--- Start Source ---

This tutorial has been tested on a pre-release version of version 2.4. However, it should not take advantage
of 2.4-only features, thus should also work with version 2.3.

\section trieste-3-intro Introduction

PLUMED can calculate conformational properties of a system a posteriori as well as on-the-fly. This information can be use to manipulate a simulation on-the-fly. This means adding energy terms in addition to those of the original Hamiltonian. This additional energy terms are usually referred as \ref Bias. In the following we will see how to apply a constant bias potential with PLUMED. It is preferable to run each exercise in a separate folder.

\hidden{Summary of theory}
\subsection trieste-3-theory-biased-sampling Biased sampling

A system at temperature \f$ T\f$ samples 
conformations from the canonical ensemble:
\f[
  P(q)\propto e^{-\frac{U(q)}{k_BT}}
\f].

--- End Source ---
--- Start Information supplied ---

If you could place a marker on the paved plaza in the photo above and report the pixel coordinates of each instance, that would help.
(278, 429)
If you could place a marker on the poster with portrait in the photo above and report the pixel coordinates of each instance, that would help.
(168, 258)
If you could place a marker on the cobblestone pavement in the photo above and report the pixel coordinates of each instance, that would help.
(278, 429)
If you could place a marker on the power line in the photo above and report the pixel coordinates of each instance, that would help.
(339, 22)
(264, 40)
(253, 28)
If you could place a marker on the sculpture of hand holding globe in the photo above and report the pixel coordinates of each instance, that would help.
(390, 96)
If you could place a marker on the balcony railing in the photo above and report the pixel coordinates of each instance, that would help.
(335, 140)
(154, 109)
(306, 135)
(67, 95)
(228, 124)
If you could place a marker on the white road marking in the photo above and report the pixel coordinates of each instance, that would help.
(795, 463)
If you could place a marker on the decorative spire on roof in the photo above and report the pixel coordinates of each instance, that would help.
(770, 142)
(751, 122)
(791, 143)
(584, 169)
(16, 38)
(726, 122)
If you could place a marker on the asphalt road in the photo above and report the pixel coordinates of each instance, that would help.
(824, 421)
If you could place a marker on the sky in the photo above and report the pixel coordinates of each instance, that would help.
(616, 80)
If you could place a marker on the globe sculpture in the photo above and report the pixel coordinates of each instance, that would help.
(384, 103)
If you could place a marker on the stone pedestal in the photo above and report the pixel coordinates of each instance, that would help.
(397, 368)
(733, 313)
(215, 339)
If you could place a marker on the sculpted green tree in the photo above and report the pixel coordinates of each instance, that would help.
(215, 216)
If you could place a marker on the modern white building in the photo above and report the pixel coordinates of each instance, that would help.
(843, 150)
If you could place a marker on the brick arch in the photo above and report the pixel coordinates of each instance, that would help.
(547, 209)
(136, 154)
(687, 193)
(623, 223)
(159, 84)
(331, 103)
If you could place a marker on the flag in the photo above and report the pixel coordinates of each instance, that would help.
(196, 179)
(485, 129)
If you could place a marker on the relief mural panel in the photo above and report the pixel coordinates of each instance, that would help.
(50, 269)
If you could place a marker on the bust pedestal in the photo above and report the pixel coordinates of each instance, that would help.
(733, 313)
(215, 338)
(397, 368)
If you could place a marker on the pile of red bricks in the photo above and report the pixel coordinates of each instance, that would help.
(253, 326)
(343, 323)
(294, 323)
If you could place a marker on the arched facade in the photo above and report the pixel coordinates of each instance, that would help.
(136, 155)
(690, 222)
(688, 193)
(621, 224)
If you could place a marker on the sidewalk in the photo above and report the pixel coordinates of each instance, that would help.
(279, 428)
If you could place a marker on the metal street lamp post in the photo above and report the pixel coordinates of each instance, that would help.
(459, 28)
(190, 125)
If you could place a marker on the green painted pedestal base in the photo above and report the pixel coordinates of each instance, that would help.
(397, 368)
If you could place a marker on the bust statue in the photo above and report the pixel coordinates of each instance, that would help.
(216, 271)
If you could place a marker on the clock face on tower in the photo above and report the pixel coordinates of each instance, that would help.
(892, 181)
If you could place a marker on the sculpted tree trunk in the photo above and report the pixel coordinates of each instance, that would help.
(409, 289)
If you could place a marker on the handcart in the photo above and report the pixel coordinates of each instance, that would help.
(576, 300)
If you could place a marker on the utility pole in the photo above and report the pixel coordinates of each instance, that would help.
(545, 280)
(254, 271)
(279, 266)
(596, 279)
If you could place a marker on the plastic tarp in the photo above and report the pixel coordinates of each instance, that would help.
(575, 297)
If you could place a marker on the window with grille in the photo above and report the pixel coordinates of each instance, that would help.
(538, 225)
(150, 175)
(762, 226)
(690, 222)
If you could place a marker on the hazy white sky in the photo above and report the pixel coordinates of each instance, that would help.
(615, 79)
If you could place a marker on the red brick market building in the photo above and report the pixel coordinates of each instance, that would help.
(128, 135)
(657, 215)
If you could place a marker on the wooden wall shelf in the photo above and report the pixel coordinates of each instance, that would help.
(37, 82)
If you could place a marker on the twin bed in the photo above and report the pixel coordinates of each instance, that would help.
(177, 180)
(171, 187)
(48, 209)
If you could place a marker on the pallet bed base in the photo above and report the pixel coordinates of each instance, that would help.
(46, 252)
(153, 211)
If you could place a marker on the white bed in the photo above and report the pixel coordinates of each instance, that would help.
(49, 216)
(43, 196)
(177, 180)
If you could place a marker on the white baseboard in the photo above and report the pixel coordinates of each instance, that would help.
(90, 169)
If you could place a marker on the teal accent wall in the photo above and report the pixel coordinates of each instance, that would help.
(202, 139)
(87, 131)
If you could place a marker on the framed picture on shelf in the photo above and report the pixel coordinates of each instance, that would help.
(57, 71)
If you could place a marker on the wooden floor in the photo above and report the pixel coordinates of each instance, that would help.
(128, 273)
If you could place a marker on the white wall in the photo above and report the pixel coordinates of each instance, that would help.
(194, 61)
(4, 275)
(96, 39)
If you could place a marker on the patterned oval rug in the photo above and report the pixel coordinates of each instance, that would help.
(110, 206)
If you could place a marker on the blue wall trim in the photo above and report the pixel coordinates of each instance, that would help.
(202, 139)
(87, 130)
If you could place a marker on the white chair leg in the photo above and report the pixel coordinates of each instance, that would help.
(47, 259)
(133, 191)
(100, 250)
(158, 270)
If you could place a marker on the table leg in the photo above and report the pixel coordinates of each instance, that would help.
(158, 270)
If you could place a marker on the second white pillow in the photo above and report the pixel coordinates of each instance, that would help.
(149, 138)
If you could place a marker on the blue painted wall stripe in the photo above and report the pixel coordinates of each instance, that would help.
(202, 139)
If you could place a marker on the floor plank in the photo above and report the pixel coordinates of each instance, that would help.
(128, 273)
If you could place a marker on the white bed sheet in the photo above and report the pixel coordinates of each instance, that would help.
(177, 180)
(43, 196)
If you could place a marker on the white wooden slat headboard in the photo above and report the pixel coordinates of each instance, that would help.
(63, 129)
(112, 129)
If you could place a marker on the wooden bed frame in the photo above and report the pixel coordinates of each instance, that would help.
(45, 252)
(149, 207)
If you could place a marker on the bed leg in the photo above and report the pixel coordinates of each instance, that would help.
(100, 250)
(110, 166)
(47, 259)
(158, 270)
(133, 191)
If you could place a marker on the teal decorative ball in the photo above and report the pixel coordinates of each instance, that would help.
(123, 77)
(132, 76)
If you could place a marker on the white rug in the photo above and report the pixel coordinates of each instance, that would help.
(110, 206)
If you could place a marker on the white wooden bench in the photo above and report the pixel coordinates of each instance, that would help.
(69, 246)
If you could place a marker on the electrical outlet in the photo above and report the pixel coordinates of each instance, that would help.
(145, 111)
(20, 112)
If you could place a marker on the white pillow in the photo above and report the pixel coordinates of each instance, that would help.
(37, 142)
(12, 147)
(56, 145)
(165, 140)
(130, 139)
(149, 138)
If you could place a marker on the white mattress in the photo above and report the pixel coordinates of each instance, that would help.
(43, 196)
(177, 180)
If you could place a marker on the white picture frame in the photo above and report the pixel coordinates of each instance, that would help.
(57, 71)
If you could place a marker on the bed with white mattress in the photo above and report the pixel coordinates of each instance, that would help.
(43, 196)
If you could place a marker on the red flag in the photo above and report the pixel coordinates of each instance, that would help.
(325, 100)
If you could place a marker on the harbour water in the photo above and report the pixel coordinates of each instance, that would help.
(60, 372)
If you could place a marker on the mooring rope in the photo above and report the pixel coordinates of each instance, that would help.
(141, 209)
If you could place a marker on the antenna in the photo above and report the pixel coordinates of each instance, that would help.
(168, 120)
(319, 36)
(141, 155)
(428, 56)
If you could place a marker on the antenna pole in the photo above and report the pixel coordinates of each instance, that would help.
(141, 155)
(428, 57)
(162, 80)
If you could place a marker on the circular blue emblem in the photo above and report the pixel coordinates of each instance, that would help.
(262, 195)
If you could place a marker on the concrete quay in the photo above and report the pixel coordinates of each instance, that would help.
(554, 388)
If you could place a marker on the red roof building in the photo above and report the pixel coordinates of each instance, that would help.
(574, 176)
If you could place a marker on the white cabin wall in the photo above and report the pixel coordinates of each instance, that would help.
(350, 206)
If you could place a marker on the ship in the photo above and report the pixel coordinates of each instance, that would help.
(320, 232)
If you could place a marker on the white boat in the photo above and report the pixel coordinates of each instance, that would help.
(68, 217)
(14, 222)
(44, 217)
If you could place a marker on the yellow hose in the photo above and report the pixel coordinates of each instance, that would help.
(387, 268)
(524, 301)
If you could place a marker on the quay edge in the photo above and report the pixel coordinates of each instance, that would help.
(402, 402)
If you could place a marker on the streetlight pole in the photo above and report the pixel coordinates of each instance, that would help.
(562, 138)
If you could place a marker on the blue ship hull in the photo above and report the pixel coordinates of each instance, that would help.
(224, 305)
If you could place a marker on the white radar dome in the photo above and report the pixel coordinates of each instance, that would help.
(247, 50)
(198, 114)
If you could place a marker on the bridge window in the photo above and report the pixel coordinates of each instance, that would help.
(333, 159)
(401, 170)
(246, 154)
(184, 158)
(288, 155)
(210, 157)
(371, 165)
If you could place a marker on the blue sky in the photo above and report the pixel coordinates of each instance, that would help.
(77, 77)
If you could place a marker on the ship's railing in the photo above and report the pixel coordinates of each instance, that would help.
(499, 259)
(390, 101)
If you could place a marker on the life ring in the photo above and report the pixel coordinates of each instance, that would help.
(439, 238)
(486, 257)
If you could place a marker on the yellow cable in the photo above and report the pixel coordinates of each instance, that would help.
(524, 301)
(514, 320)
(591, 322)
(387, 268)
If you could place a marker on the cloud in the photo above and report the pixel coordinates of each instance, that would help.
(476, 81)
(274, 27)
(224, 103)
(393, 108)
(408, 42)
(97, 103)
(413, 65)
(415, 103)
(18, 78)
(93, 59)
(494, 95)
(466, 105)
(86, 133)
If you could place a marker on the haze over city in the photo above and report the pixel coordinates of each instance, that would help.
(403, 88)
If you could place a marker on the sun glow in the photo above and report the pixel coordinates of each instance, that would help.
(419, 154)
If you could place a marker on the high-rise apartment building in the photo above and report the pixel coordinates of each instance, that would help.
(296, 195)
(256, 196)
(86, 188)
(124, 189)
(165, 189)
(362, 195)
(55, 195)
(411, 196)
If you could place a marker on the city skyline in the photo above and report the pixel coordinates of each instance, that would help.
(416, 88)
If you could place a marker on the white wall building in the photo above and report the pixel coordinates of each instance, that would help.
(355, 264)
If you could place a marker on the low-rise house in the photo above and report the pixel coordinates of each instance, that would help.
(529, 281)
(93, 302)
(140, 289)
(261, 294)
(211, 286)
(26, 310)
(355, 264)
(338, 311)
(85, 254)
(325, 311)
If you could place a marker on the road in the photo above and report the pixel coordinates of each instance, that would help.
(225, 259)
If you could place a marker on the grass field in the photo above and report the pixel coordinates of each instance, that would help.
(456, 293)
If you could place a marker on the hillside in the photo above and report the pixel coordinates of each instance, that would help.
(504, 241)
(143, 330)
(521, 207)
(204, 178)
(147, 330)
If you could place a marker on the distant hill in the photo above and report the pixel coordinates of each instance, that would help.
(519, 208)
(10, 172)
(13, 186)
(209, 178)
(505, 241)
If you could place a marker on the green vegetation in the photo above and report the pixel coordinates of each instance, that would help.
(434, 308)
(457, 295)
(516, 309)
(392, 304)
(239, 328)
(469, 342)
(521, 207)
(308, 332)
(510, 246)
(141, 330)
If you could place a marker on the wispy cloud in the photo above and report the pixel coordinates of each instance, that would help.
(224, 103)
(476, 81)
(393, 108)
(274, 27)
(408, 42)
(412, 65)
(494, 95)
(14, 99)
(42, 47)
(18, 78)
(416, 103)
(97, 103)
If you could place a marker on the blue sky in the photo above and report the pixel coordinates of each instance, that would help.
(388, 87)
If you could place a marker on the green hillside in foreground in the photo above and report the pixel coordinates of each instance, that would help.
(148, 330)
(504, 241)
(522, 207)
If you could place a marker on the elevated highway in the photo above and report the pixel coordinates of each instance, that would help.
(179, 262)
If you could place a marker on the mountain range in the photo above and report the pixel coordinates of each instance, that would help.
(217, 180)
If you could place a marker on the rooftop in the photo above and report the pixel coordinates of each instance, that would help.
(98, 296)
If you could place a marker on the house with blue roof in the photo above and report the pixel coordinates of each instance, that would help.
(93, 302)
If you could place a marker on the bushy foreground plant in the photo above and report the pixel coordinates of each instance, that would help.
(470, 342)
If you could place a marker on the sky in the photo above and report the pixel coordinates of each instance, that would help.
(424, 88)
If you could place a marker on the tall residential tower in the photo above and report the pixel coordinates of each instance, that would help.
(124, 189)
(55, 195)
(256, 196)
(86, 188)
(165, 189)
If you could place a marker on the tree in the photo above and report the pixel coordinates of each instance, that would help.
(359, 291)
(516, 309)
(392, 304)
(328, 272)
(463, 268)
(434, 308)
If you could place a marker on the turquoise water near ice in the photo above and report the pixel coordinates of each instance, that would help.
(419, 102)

--- End Information supplied ---

Work instructions: Reproduce the PLUMED tutorial excerpt word for word, from start to end. These lines are separate material and have no connection to the PLUMED tutorial excerpt.

Written response:
This tutorial has been tested on a pre-release version of version 2.4. However, it should not take advantage
of 2.4-only features, thus should also work with version 2.3.

\section trieste-3-intro Introduction

PLUMED can calculate conformational properties of a system a posteriori as well as on-the-fly. This information can be use to manipulate a simulation on-the-fly. This means adding energy terms in addition to those of the original Hamiltonian. This additional energy terms are usually referred as \ref Bias. In the following we will see how to apply a constant bias potential with PLUMED. It is preferable to run each exercise in a separate folder.

\hidden{Summary of theory}
\subsection trieste-3-theory-biased-sampling Biased sampling

A system at temperature \f$ T\f$ samples 
conformations from the canonical ensemble:
\f[
  P(q)\propto e^{-\frac{U(q)}{k_BT}}
\f].